### [TRECHO DA PÁGINA]
>>>>
Encarceramento, um inimigo público
Dados divulgados em abril pela Secretaria de Segurança Pública do Governo do Estado mostram que os índices de homicídio na capital aumentaram 35% com relação ao mesmo período de 2018. O maior destaque é o perfil das vítimas de homicídio, segundo as tabelas abaixo elaboradas pela CAP com base em dados do Registro Digital de Ocorrências. No primeiro trimestre de 2019, 53,2% das vítimas de homicídio em São Paulo eram pretas ou pardas. Do total, 86,2% eram homens. Isso indica o perfil étnico da parcela da população diretamente atingida pela violência.
Bruno Paes Manso, jornalista, pesquisador do Núcleo de Estudos da Violência da USP e co-autor do livro “A Guerra – A Ascensão do PCC e o Mundo do Crime no Brasil”, argumenta que é necessário entender as razões que levam a essas taxas. Para ele, este fenômeno tem origem na autoridade e violência das instituições brasileiras, desde a família, passando pela escola, até chegar na polícia, que reproduz esta lógica contra os cidadãos.
A repressão sistemática, segundo o jornalista, decorre do crescimento urbano desordenado em São Paulo ao longo dos anos 60. Em palestra sobre criminalidade para os alunos do 12o Curso Descobrir São Paulo – Descobrir-se Repórter, Manso explicou que, no contexto da expansão das cidades e das periferias, os homicídios se tornaram uma solução para a desordem urbana, e homicidas se tornaram heróis.
Isso contribuiu para um efeito multiplicador da violência, em que a população periférica se sente perseguida pela ação das autoridades. Em seu livro, Manso destaca que “a disseminação da política de guerra reproduzia a sensação de raiva e revolta nos jovens brasileiros, facilitando a vida das organizações criminosas”. Essa juventude revoltada passou a se organizar contra a ação do estado por meio da criação de facções que, com o tempo, se mostraram como um arranjo efetivo também para as ações coordenadas e atividades econômicas, o que permitiu que se espalhassem pelo território nacional.
O advogado criminalista Gabriel Boccato ressalta que “as facções criminosas ainda combatem a atuação repressiva do Estado, mas, ao mesmo tempo, organizam-se de forma quase empresarial, auferindo lucro substancial com fontes de custeio, em regra, criminosas, tal como a comercialização de produtos ilícitos, roubos a bancos e carros- fortes, dentre outros.”
<<<<
### [EXERCÍCIOS]
1. Responda com base no texto sobre encarceramento e violência:
(a) Quanto aumentaram os índices de homicídio na capital, segundo os dados divulgados em abril?
(b) Em que década ocorreu o crescimento urbano desordenado em São Paulo do qual, segundo o jornalista, decorre a repressão sistemática?
(c) Qual é a profissão de Gabriel Boccato?
2. Prossiga o texto sobre encarceramento e violência a partir do ponto em que ele termina.
Não é preciso usar o material.

### [MATERIAL LISTADO]
>>>>
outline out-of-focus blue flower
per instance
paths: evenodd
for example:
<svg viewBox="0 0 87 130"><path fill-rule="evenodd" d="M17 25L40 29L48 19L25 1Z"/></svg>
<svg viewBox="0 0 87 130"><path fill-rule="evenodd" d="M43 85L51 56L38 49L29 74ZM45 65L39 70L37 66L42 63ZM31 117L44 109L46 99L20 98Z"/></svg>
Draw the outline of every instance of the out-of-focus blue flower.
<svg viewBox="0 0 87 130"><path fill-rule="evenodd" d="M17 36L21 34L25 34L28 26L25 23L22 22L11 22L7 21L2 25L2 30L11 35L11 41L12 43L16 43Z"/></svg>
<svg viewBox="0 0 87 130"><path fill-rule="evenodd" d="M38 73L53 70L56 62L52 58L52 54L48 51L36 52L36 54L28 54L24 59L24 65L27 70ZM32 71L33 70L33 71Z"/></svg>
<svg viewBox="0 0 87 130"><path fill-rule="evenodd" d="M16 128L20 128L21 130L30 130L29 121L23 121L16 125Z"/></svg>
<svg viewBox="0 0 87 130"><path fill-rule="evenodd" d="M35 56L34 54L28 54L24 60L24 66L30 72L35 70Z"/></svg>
<<<<
### [RESPOSTAS]
1.
(a) Aumentaram 35% em relação ao mesmo período de 2018.
(b) Nos anos 60.
(c) Ele é advogado criminalista.

2.
“A alteração do atual cenário passa não apenas pela cessação de atos ilegais contra a população carcerária e periférica, mas também pela inviabilização das fontes de renda das facções, visto que não seria nenhum exagero afirmar que o modelo empresarial tende a transformar a facção criminosa em um fim em si mesma.”
Tanto Manso quanto Boccato defendem que o encarceramento não é a melhor solução para a questão da violência. Isso porque o aprisionamento, além de aumentar a massa carcerária, é responsável por fazer com que o detento se sinta como criminoso e seja mais propenso a se filiar à facções. Tal mecanismo fica evidente no poder de alcance das facções entre presidiários e egressos do regime nas regiões do Brasil. No Livro “A Guerra”, Bruno Paes Manso apresenta um mapa em que chama atenção para a presença unânime da facção no território nacional. Nos estados em que a presença do PCC é menos marcante, há evidências da ação de outros grupos, como o Comando Vermelho (CV), no Rio de Janeiro. Em linhas gerais, percebe-se que o Brasil se encontra sob o comando de facções e que este movimento se fundamenta sobretudo na coordenação entre presos.
Segundo Boccato, “o Estado, como um todo, negligencia o preso e suas necessidades mais elementares, e é tal negligência é que dá azo à existência de organizações particulares, como facções criminosas, que avocam para si a função de prestar assistência aos encarcerados”. Nesse sentido, reforça-se que as ações adotadas pelo governo até o momento não tem contribuído para a reversão deste quadro, promovendo o aumento do encarceramento, celebrado por setores da sociedade. Sobre esta questão, Manso comenta que “a violência é o veneno que nos fragiliza, enfraquece e que nos mata. Enquanto o Bolsonaro propõe doses maiores disso, precisamos pensar em fórmulas alternativas.”
Isabel Santos de Magalhães Teles é formada em Direito e estudante de Jornalismo.
Edição de Caroline Oliveira.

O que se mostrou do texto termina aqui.